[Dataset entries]
────────────────────

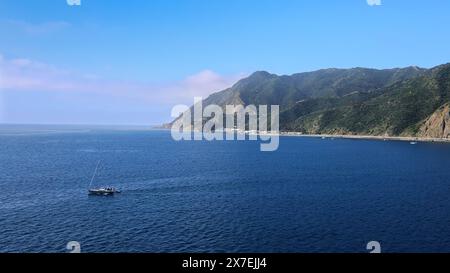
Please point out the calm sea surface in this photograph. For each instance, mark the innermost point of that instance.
(312, 195)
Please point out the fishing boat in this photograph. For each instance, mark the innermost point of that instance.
(103, 191)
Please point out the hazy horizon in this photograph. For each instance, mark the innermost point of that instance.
(96, 64)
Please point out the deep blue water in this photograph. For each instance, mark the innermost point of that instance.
(312, 195)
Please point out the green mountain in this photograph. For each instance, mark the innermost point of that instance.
(408, 101)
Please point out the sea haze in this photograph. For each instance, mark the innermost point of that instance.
(312, 195)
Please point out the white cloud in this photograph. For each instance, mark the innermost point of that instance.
(374, 2)
(32, 76)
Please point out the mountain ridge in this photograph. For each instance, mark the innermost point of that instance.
(357, 101)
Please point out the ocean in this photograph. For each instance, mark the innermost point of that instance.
(312, 195)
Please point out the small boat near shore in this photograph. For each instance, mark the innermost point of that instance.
(102, 191)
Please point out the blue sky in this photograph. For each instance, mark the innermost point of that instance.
(129, 62)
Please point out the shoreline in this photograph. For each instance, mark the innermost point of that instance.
(368, 137)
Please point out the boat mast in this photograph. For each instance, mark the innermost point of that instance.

────────────────────

(What you are asked to do): When you output the entries, keep each line exactly as it is and leave out any pictures.

(Solution):
Please point out the calm sea surface in this photograph. For each instance, mark the innermost point of that instance.
(312, 195)
Please point out the fishing boat in this photograph. For each instance, mark the innermost point of that instance.
(103, 191)
Please point out the hazy horizon in this photograph. For each instance, mark the innermost point of that instance.
(96, 64)
Please point out the deep blue water in this photograph. For each instance, mark the innermost point of that instance.
(312, 195)
Please point out the green mountain in this photograph. For each instance, mark the innermost point of that instance.
(408, 101)
Please point out the sea haze in this photograph. For each instance, mark the innermost point of that instance.
(312, 195)
Please point out the white cloud in this photograph. For each instance, mark the innermost point of that instance.
(374, 2)
(32, 76)
Please point out the mountain ridge in this photograph. For each instance, mark the innermost point of that instance.
(357, 101)
Please point out the ocean in this photograph. For each instance, mark the innermost point of that instance.
(312, 195)
Please point out the small boat near shore in this photograph. For each instance, mark the innermost point of that instance.
(102, 191)
Please point out the blue sky in this photograph. For each instance, mark the innermost point of that instance.
(129, 62)
Please point out the shoreline in this photograph. For each instance, mark the innermost point of that instance.
(368, 137)
Please point out the boat mast in this photograph. For each instance, mark the innermost point of that instance.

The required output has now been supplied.